_REQUEST_
Rewrite the items from the line holding "What element in the above image is the yellow lateral" through the line holding "[339, 297, 1014, 559]", inclusive, replacing "caterpillar" with "larva" and keeping everything else the same.

_GIVEN DATA_

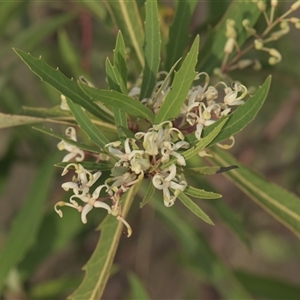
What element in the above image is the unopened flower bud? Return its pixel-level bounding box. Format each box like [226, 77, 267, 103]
[257, 1, 266, 11]
[237, 59, 253, 70]
[254, 39, 264, 50]
[224, 38, 235, 54]
[291, 0, 300, 10]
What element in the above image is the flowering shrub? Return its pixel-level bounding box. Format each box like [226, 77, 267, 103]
[0, 1, 300, 299]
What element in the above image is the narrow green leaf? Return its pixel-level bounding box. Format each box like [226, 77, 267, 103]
[14, 49, 111, 121]
[184, 186, 222, 199]
[140, 182, 155, 208]
[0, 10, 76, 61]
[187, 76, 271, 146]
[212, 149, 300, 238]
[182, 118, 228, 164]
[208, 199, 250, 249]
[127, 272, 151, 300]
[114, 31, 127, 94]
[54, 161, 113, 171]
[184, 166, 238, 175]
[165, 0, 197, 70]
[69, 187, 137, 300]
[58, 30, 85, 77]
[80, 84, 154, 122]
[155, 36, 199, 124]
[103, 0, 144, 67]
[67, 99, 109, 149]
[0, 113, 69, 129]
[197, 1, 261, 73]
[140, 0, 161, 100]
[0, 155, 57, 290]
[106, 31, 128, 139]
[178, 192, 214, 225]
[33, 127, 99, 153]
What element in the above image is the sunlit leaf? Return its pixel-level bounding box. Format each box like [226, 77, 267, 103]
[155, 36, 199, 124]
[184, 186, 222, 199]
[140, 0, 161, 100]
[165, 0, 197, 70]
[14, 49, 111, 121]
[69, 184, 136, 300]
[67, 99, 109, 149]
[80, 84, 154, 121]
[103, 0, 144, 67]
[0, 155, 57, 290]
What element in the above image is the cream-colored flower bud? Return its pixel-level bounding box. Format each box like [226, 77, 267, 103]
[224, 38, 235, 54]
[257, 1, 266, 11]
[291, 0, 300, 10]
[254, 39, 264, 50]
[237, 59, 253, 70]
[268, 48, 282, 65]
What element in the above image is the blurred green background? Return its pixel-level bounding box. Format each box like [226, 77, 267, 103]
[0, 1, 300, 299]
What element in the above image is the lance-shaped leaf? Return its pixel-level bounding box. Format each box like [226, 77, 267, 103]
[184, 186, 222, 199]
[187, 76, 271, 146]
[14, 49, 112, 122]
[212, 149, 300, 238]
[182, 119, 227, 164]
[33, 127, 99, 153]
[80, 84, 154, 122]
[69, 184, 136, 300]
[54, 161, 114, 171]
[67, 99, 109, 149]
[0, 113, 70, 129]
[184, 166, 238, 175]
[197, 1, 261, 73]
[103, 0, 144, 67]
[165, 0, 197, 70]
[140, 0, 161, 100]
[105, 31, 127, 139]
[0, 155, 57, 290]
[178, 192, 214, 225]
[155, 36, 199, 124]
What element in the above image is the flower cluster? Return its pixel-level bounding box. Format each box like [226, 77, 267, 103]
[55, 72, 247, 236]
[221, 0, 300, 73]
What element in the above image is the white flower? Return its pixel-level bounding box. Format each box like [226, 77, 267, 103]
[70, 184, 111, 224]
[57, 127, 84, 162]
[61, 163, 102, 195]
[152, 164, 187, 207]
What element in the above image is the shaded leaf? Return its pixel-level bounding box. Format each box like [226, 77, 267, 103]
[0, 155, 57, 290]
[69, 186, 137, 300]
[14, 49, 111, 121]
[140, 0, 161, 100]
[80, 84, 154, 121]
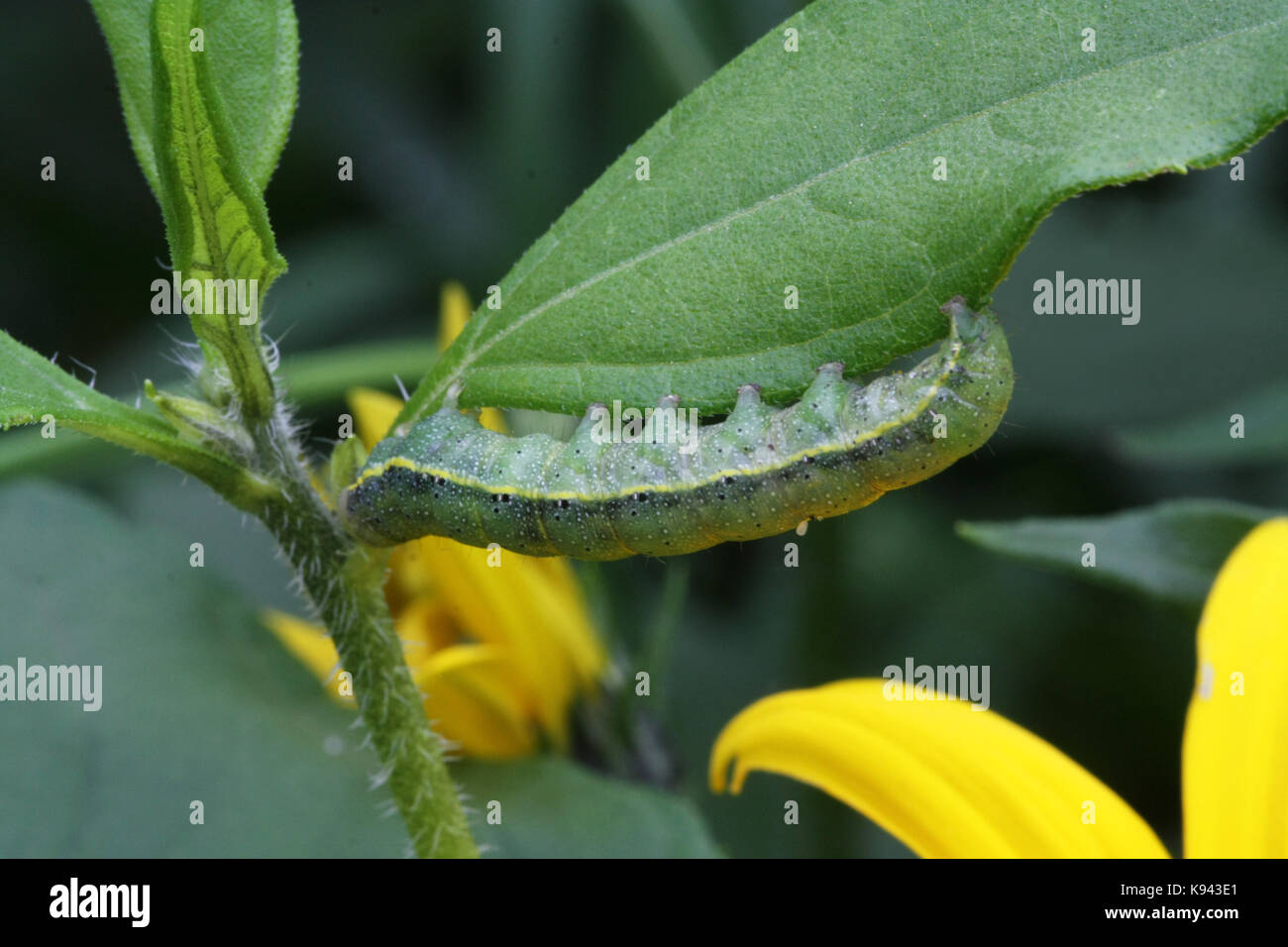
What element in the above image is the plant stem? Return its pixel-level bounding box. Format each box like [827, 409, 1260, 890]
[255, 417, 478, 858]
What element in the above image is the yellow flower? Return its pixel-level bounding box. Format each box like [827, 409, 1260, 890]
[265, 283, 606, 759]
[709, 519, 1288, 858]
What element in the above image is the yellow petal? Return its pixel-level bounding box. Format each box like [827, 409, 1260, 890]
[415, 644, 537, 759]
[1181, 519, 1288, 858]
[417, 536, 575, 749]
[394, 598, 460, 672]
[709, 679, 1167, 858]
[345, 388, 403, 451]
[261, 609, 355, 706]
[501, 550, 608, 689]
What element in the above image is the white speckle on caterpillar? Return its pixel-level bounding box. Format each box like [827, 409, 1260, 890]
[339, 296, 1014, 559]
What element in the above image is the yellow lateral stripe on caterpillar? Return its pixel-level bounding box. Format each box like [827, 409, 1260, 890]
[338, 297, 1014, 559]
[351, 337, 961, 502]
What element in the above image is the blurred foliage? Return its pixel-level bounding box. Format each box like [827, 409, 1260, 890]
[957, 500, 1282, 616]
[0, 0, 1288, 856]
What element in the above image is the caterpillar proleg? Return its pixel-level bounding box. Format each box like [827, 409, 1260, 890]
[339, 296, 1014, 559]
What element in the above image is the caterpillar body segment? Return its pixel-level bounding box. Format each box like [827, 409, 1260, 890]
[339, 297, 1014, 559]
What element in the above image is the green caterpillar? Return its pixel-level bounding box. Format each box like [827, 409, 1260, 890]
[339, 296, 1014, 559]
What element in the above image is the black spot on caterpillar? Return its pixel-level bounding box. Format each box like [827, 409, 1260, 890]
[339, 296, 1014, 559]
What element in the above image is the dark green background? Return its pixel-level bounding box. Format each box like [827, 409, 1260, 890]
[0, 0, 1288, 856]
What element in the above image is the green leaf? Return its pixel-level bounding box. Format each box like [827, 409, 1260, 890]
[0, 484, 406, 858]
[1117, 382, 1288, 467]
[452, 756, 721, 858]
[402, 0, 1288, 420]
[90, 0, 299, 196]
[0, 333, 263, 509]
[0, 339, 437, 479]
[152, 0, 286, 419]
[957, 500, 1283, 608]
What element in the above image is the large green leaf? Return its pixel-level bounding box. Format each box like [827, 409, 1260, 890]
[957, 500, 1282, 608]
[152, 0, 286, 420]
[1117, 381, 1288, 467]
[454, 756, 720, 858]
[90, 0, 299, 194]
[0, 331, 254, 498]
[0, 484, 406, 858]
[403, 0, 1288, 420]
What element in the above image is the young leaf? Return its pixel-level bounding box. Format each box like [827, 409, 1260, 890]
[957, 500, 1283, 608]
[90, 0, 300, 197]
[400, 0, 1288, 421]
[0, 333, 265, 509]
[152, 0, 286, 419]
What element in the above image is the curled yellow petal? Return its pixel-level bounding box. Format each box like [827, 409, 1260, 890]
[415, 644, 537, 759]
[709, 679, 1167, 858]
[1181, 519, 1288, 858]
[261, 609, 355, 706]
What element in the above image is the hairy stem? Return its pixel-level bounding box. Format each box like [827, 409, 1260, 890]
[248, 416, 478, 858]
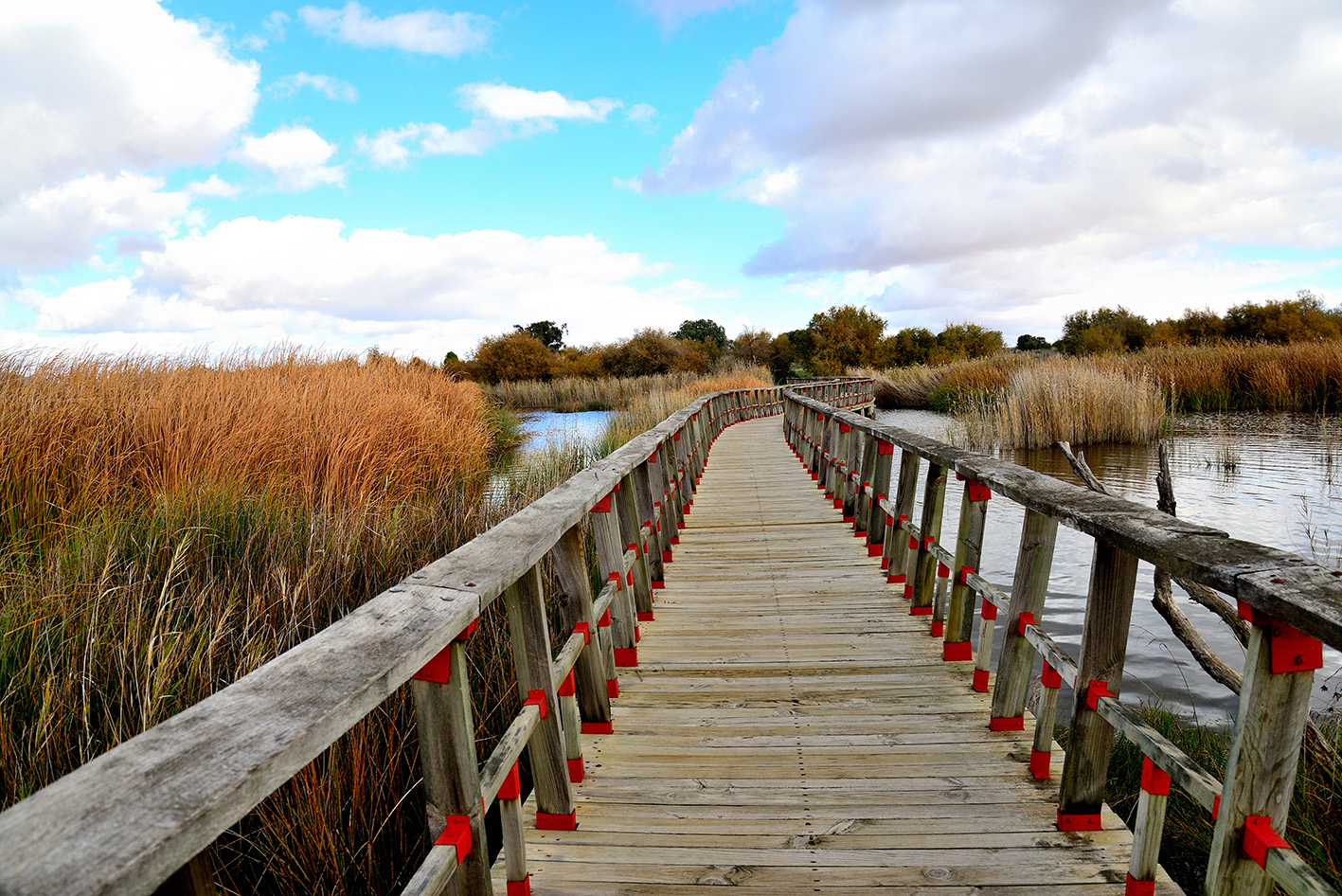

_ANSWER TO THE EXERCISE_
What element in the above image is the yellow lateral stripe on larva? Return its pixel-level bounding box. Format each box like [827, 409, 1260, 890]
[338, 297, 1014, 559]
[351, 337, 961, 502]
What element in the above image is the blurred foliage? Return its pixel-level bounding box. Format each box like [827, 409, 1260, 890]
[957, 500, 1282, 616]
[0, 0, 1288, 856]
What element in the above image is the larva proleg? Return its pixel-level bounding box. Format each box like [827, 409, 1260, 890]
[339, 296, 1014, 559]
What element in the above image is the larva body segment? Return its pixel-level bounding box. Format each box like [827, 409, 1260, 890]
[339, 297, 1014, 559]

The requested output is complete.